THE PROBLEM: Please output the following data lines exactly as they appear, with no changes.

===== MATERIAL PROVIDED =====

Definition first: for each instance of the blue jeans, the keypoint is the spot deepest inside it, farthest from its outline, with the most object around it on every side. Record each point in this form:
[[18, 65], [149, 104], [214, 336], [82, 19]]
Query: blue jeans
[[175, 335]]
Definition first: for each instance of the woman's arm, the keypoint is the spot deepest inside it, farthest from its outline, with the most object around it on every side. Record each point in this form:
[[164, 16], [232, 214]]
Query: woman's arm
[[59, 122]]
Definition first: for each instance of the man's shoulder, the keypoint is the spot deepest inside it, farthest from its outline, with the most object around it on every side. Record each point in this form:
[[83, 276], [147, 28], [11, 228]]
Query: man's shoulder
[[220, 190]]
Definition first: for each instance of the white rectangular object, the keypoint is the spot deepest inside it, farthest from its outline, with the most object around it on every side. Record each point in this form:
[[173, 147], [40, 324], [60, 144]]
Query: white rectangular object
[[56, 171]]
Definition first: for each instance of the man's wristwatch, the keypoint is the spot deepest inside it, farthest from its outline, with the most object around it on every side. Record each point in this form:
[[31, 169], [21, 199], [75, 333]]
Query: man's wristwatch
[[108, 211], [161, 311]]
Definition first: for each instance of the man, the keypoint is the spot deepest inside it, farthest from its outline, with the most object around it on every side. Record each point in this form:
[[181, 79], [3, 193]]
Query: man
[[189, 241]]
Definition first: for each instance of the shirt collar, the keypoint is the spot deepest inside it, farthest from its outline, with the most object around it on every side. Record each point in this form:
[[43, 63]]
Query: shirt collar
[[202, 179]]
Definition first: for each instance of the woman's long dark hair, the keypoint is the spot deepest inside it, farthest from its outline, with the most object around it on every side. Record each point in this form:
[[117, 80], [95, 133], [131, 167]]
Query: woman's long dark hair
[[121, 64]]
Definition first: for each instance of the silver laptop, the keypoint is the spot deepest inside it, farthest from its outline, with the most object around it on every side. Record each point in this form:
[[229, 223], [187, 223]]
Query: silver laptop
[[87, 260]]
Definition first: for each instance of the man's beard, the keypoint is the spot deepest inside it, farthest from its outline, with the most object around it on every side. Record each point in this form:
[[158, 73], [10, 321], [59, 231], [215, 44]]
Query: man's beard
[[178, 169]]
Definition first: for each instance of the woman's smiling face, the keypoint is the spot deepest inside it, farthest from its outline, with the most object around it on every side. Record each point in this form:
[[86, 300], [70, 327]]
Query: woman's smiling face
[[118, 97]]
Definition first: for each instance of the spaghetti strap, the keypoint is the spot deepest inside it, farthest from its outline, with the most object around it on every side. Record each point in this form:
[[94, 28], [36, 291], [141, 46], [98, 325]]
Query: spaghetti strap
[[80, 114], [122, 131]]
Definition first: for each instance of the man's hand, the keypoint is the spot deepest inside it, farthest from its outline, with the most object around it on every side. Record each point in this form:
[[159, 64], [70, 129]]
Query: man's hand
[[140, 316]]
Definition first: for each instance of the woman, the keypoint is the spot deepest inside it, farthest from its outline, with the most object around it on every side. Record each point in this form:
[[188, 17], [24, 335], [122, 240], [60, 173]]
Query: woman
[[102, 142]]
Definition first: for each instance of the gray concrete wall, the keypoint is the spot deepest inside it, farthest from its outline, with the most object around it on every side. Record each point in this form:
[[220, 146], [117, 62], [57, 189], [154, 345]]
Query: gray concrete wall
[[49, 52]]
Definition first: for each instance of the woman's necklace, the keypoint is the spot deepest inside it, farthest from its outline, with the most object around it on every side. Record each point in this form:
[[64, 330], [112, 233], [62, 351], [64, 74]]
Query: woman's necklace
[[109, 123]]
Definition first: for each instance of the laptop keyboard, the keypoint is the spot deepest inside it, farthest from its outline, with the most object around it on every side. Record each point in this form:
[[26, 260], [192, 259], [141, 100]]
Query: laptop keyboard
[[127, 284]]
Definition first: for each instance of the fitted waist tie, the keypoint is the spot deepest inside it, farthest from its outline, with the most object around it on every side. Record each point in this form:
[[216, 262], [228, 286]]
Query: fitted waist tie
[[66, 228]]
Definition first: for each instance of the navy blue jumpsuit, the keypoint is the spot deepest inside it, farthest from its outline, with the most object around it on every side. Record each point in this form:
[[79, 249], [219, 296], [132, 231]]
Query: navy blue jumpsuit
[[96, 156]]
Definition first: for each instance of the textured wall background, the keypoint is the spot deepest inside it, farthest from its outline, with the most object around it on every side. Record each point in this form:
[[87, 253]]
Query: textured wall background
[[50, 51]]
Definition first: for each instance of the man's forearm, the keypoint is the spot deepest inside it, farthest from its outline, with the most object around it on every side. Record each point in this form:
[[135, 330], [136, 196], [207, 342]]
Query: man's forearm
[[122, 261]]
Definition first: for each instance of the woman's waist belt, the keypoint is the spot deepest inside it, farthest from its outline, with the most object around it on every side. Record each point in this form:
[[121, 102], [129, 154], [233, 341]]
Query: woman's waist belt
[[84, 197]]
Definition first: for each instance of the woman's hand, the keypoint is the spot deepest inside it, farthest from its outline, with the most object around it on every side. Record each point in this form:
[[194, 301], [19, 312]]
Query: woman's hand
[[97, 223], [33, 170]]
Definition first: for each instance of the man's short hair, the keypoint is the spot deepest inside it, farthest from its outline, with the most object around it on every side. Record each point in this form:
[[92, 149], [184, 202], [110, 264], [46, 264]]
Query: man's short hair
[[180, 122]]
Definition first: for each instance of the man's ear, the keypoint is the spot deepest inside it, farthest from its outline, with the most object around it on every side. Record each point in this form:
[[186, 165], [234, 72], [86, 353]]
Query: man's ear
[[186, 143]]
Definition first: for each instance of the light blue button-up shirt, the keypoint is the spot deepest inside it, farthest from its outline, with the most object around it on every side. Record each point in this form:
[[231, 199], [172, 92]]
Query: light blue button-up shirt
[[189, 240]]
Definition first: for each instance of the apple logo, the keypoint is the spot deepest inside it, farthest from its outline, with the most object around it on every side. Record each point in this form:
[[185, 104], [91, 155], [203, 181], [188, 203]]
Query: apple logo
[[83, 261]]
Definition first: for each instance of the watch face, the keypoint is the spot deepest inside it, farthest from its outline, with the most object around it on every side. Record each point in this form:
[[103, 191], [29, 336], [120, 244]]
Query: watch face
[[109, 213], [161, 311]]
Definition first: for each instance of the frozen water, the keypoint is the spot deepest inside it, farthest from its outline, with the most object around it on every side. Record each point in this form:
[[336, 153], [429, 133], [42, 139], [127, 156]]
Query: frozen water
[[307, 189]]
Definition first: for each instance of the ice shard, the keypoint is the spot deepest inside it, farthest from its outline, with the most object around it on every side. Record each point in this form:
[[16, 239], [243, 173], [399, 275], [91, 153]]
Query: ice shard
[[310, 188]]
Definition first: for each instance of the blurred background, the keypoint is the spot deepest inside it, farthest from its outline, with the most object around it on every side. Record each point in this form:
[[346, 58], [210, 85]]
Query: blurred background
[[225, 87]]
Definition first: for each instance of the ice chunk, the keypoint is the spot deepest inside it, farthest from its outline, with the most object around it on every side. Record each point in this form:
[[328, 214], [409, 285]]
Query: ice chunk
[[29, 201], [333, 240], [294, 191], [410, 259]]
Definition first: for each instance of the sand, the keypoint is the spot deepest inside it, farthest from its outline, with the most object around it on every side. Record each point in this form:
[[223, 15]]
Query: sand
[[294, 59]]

=====

RESULT:
Definition first: for each instance of the blue jeans, the keypoint is the spot deepest inside it, farthest from its outline, with the most object around it on every side. Record each point in this form:
[[18, 65], [149, 104], [214, 336], [82, 19]]
Query: blue jeans
[[175, 335]]
Definition first: for each instance of the woman's arm, the keypoint is the spot deepest inside it, farthest from its outline, with the most object around it on every side. Record each point in this form:
[[164, 16], [232, 214]]
Query: woman's arm
[[59, 122]]
Definition first: for each instance of the man's shoulder, the keypoint is the spot deepest inside it, farthest from its outline, with the most object around it on every side. Record each point in this form:
[[83, 276], [147, 28], [11, 228]]
Query: man's shoulder
[[220, 190]]
Definition first: for each instance of the white rectangular object, the keypoint is the spot deepest inside it, farthest from its outline, with the most object around it on every side. Record each point in this form:
[[173, 147], [40, 324], [60, 144]]
Query: white rectangular object
[[56, 171]]
Definition first: for each instance of the man's wristwatch, the keypoint is the spot deepest inside it, farthest from its outline, with the most object around it on every side. Record each point in this form:
[[31, 169], [21, 199], [75, 333]]
Query: man's wristwatch
[[108, 211], [161, 311]]
Definition first: for each instance of the man, the keypoint is the spot deepest inside it, farthest from its outline, with the most object around it on every side. Record each point in this form:
[[181, 79], [3, 193]]
Query: man
[[189, 241]]
Definition first: for each instance of the shirt collar, the keypoint is the spot deepest inside it, farthest from its outline, with the most object around it on every side. Record each point in this form:
[[43, 63]]
Query: shirt collar
[[202, 179]]
Definition first: for each instance of the woman's long dark hair, the keypoint is the spot deepest inside it, farthest from its outline, with the most object around it on every side. Record each point in this form:
[[117, 80], [95, 133], [131, 167]]
Query: woman's long dark hair
[[121, 64]]
Definition first: for each instance of the silver laptop, the keypoint is the spot deepest inside it, farthest from its outline, with the most object around it on every side. Record each point in this form:
[[229, 223], [187, 223]]
Query: silver laptop
[[87, 260]]
Definition first: for each instance of the man's beard, the keypoint is the spot deepest inside it, farthest from its outline, with the most object around it on every side. Record each point in this form:
[[158, 73], [10, 321], [59, 231], [215, 44]]
Query: man's beard
[[178, 169]]
Definition first: for each instance of the woman's smiling face, the keypoint is the spot deepest inside it, farthest from its outline, with the most object around it on every side. Record each point in this form:
[[86, 300], [70, 327]]
Query: woman's smiling face
[[118, 97]]
Definition first: for each instance of the spaghetti strap, the keypoint is the spot deepest inside it, farthest from its outline, with the most object around it on every side. Record each point in this form:
[[94, 28], [36, 291], [141, 46], [98, 325]]
Query: spaghetti strap
[[80, 114], [122, 131]]
Definition first: for each instance of the man's hand, the keypoint is the spot deepest inside it, farthest from its outline, with the most object around it on every side. Record each point in this form:
[[159, 64], [70, 129]]
Query: man's hand
[[140, 316]]
Definition first: for each instance of the woman, the keypoint is the spot deepest inside it, farthest from its outline, with the most object around it on every side. Record each point in this form:
[[188, 17], [24, 335], [122, 240], [60, 173]]
Query: woman
[[102, 142]]
Definition first: for each instance of the gray concrete wall, the keypoint is the spot deepest inside it, farthest from its outline, with the most object around it on every side. Record each point in this form:
[[220, 146], [117, 62], [57, 189], [154, 345]]
Query: gray concrete wall
[[49, 52]]
Definition first: for each instance of the woman's necklace, the keypoint is the spot deepest inside it, farthest from its outline, with the most object around it on every side. Record each point in this form:
[[64, 330], [112, 233], [62, 351], [64, 74]]
Query: woman's necklace
[[109, 123]]
Definition first: for each instance of the laptop keyboard, the keypoint is the spot deepest inside it, farthest from its outline, with the most object around it on every side. Record each point in this form:
[[26, 260], [192, 259], [141, 100]]
Query: laptop keyboard
[[127, 284]]
Definition first: for each instance of the fitted waist tie, the keypoint is the spot deepest inside it, farthest from its outline, with the most object around it on every side. Record each point in this form:
[[216, 262], [228, 286]]
Query: fitted waist tie
[[66, 228]]
Definition first: for each instance of the navy blue jumpsuit, the keypoint is the spot deepest inside it, farthest from its outline, with the most object around it on every side. Record each point in this form:
[[79, 249], [219, 296], [132, 231]]
Query: navy blue jumpsuit
[[96, 156]]
Definition first: for each instance of the textured wall background, the keypoint is the spot deepest inside it, farthest from its outline, with the most object around it on every side. Record each point in this form:
[[87, 253]]
Query: textured wall background
[[50, 51]]
Definition first: for each instance of the man's forearm, the keypoint is the spot deepest inside it, farthest from its outline, with the most object around it on every side. Record each point in this form:
[[135, 330], [136, 196], [207, 342]]
Query: man's forearm
[[122, 261]]
Definition first: for each instance of the woman's waist belt, the keypoint is the spot deepest inside it, farthest from its outline, with the most object around it on every side. Record each point in this form:
[[121, 102], [129, 154], [233, 341]]
Query: woman's waist belt
[[84, 197]]
Definition first: for each instance of the woman's hand, the keypoint is the spot deepest inside it, farthest from its outline, with the most object around it on every side. Record each point in this form:
[[194, 301], [19, 312]]
Query: woman's hand
[[97, 223], [33, 170]]
Definition first: for each instance of the man's short hair, the keypoint is the spot deepest inside it, farthest from its outline, with the most object around it on every side. Record each point in this form:
[[92, 149], [184, 202], [110, 264], [46, 264]]
Query: man's short hair
[[180, 122]]
Definition first: for each instance of the man's ear, the keypoint is the spot deepest inside it, farthest from its outline, with the most object around it on every side. Record each point in this form:
[[186, 165], [234, 72], [86, 353]]
Query: man's ear
[[186, 143]]
Definition first: for each instance of the light blue button-up shirt, the keypoint is the spot deepest inside it, farthest from its outline, with the most object around it on every side. Record each point in this form:
[[231, 199], [172, 92]]
Query: light blue button-up shirt
[[189, 240]]
Definition first: for each instance of the apple logo, the keypoint is the spot deepest inside it, farthest from its outline, with the most object around it on every side. Record each point in this form:
[[185, 104], [91, 155], [203, 181], [188, 203]]
Query: apple logo
[[83, 261]]
Definition first: for each instance of the watch face, the keypoint is the spot deepest inside it, farthest from its outline, with the most object around it on every side. Record each point in this form:
[[103, 191], [29, 336], [120, 244]]
Query: watch face
[[109, 213], [161, 311]]
Definition first: for each instance of the frozen water, the keypoint is the spot deepest inside it, farthest from its outline, with the most object around it on every side. Record each point in this form:
[[336, 153], [429, 133], [42, 139], [127, 156]]
Query: frozen water
[[307, 189]]
Definition first: for each instance of the ice shard, the keypoint is the spot deepest inside it, farthest from its outline, with the most object around it on every side. Record each point in this form:
[[16, 239], [243, 173], [399, 275], [91, 153]]
Query: ice shard
[[310, 188]]
Definition first: for each instance of the blurred background, the keypoint is the spot deepest inside it, farthest from its outline, with the most object around it on every side. Record each point in this form:
[[346, 58], [210, 85]]
Query: blurred background
[[225, 87]]
Definition first: for each instance of the ice chunk, the keypoint is the spot deepest inside it, farthest from its outline, with the most object around it on every side. Record each point in this form:
[[328, 214], [409, 285]]
Query: ice chunk
[[29, 201], [333, 240], [294, 191], [410, 259]]
Definition first: for each instance of the sand, the keypoint is the spot deepest inside it, farthest from its outline, with the most object around it on every side. Record each point in this form:
[[223, 15]]
Query: sand
[[294, 59]]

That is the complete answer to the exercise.